WHAT YOU SHOULD DO -> The required output is every entry, printed exactly as written.

Items listed in a dataset ->
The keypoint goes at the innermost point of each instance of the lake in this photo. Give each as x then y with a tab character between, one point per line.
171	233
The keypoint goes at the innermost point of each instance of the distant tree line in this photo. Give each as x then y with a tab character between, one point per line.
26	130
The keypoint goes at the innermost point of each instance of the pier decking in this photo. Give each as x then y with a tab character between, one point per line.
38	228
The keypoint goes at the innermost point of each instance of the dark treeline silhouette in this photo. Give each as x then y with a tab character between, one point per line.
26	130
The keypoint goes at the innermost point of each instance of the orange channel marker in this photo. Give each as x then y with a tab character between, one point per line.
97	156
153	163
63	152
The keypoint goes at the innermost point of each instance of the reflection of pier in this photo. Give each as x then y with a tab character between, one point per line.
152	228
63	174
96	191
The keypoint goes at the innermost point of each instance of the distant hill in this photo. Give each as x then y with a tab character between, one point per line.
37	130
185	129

SOLUTION ->
The keypoint goes at the innermost point of each instance of the lake in this photo. Give each as x then y with a tab character between, one point per line.
171	233
The keypoint goes at the innermost point of each instance of the distant tree line in this photo. Give each as x then y with a tab character between, one point per line.
26	130
The keypoint goes at the innermost point of each instance of the pier decking in this photo. Give each as x then y with a tab character between, one point per line.
38	228
The keypoint goes at the innermost point of each instance of the dark treeline silhouette in this photo. Give each as x then y with a tab character between, one point per line.
26	130
The keypoint goes at the innermost point of each instance of the orange channel marker in this photo. Give each as x then y with a tab character between, one point per line.
97	156
153	163
63	152
The keypoint goes at the innermost point of each instance of the reflection of pier in this photo. Give each as x then y with a tab character between, one point per line.
152	228
63	174
96	191
The keypoint goes at the innermost point of each instance of the distant hill in this photo. Give each as x then y with a tab character between, one point per line.
37	130
185	129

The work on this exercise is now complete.